* [Instructions]
#1 Copy the part of the passage on C++ private inheritance starting with "class World : private" and going on through "function on State.".
#2 Please carry on the passage on C++ private inheritance from its last sentence.

* [Text segment]

########################################

As for why C++ has private inheritance in the first place: for most purposes, private inheritance is a form of composition. Normal composition:
class World {
State state;
public:
void foo() {
state.bar();
state.baz();
and so on
}
};
That is, the class World knows that it's implemented using a State, and the outside world doesn't know how World is implemented.
vs.
class World : private State {
public:
void foo() {
bar();
baz();
and so on
}
};
That is, the class World knows that it's implemented by being a State, and the outside world doesn't know how it's implemented. But you can selectively expose parts of the interface of State by for example putting using State::bar; in the public part of World's definition. The effect is as if you'd laboriously written a function (or several overloads) in World, each of which delegates to the same function on State.
Other than avoiding typing, though, one common use of private inheritance is when the class State is empty, i.e. has no data members. Then if it's a member of World it must occupy some space (admittedly, depending on the object layout this might be space that otherwise would just be padding, so it doesn't necessarily increase the size of World), but if it's a base class then a thing called the "empty base class optimization" kicks in, and it can be zero-size. If you're creating a lot of objects, this might matter. Private inheritance enables the optimization, but the outside world won't infer an "is-a" relationship, because it doesn't see the inheritance.
It's a pretty fine difference - if in doubt just use explicit composition. Introducing inheritance to save typing is all very well until it has some unexpected consequence.

########################################

* [Data extract]
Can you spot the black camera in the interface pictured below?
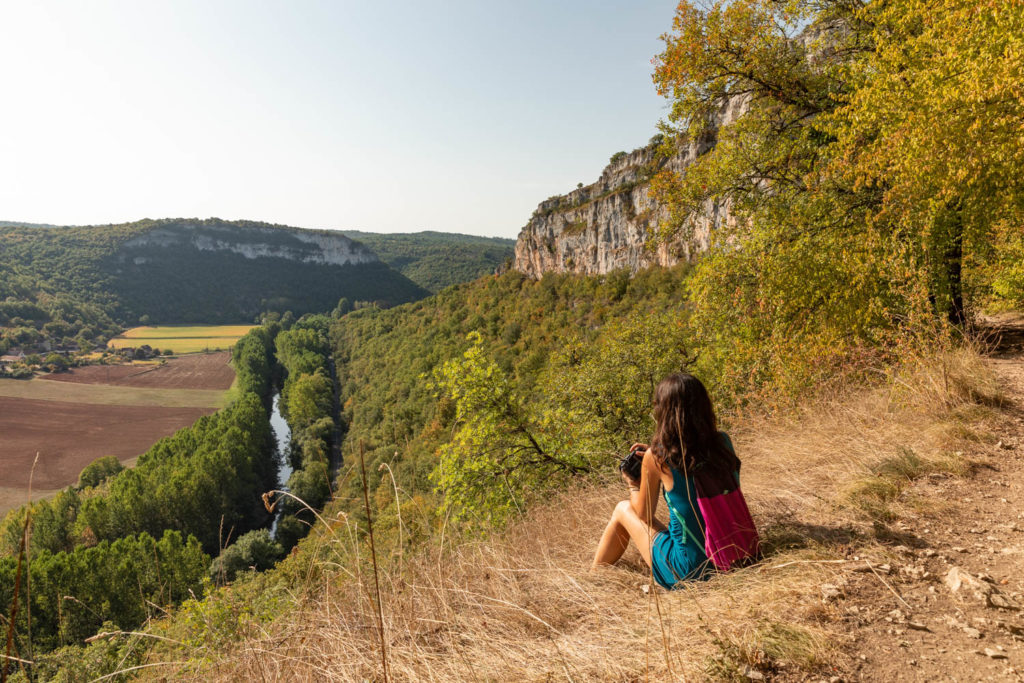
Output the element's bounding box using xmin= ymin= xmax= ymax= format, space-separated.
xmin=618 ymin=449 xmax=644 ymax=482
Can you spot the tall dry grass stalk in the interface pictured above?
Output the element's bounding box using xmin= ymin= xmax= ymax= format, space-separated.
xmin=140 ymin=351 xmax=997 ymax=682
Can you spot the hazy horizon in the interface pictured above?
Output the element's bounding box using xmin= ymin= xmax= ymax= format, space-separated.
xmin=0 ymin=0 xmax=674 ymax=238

########################################

* [Answers to this exercise]
#1
class World : private State {
public:
void foo() {
bar();
baz();
and so on
}
};
That is, the class World knows that it's implemented by being a State, and the outside world doesn't know how it's implemented. But you can selectively expose parts of the interface of State by for example putting using State::bar; in the public part of World's definition. The effect is as if you'd laboriously written a function (or several overloads) in World, each of which delegates to the same function on State.

#2
In case
class World: private State
{
};
private inheritance means that all public and protected members of State would be inherited by World and would become private. This seals State inside World. No class that inherits from World will be able access any features of State.
What makes you think that it's private? It says public right there, which means it is publically subclassing.
That aside, what private and protected inheritance do is the same as public inheritance, except that all the member variables are functions are inherited with at least private or protected accessibility. For example, if State had a public member function 'foo()', it would be private in 'World'.
This is rarely used in practice, but it does have purpose. The most common use that I've seen is composition through inheritance. i.e. you want a "has a" relationship rather than an "is a" (that you usually get with public inheritance). By privately inheriting the class, you get all its variables and methods, but you don't expose them to the outside world.
One advantage of using private inheritance for composition comes from the empty base class optimisation (EBCO). Using normal composition, having a member object of an empty class would still use at least 1 byte because all variables must have a unique address. If you privately inherit the object you want to be composed of then that doesn't apply and you won't suffer memory loss.
e.g.
class Empty { };
class Foo
{
int foo;
Empty e;
};
class Bar : private Empty
{
int foo;
};
Here, sizeof(Foo) will probably be 5, but sizeof(Bar) will be 4 because of the empty base class.
The public/protected/private keyword before the name of the ancestor class indicates the desired visibility of members from the ancestor. With private inheritance, the descendant inherits only the implementation from the ancestor, but not the interface.
class A {
public:
void foo();
};
class B : private A {
public:
void bar();
};
void B::bar()
{
foo(); // can access foo()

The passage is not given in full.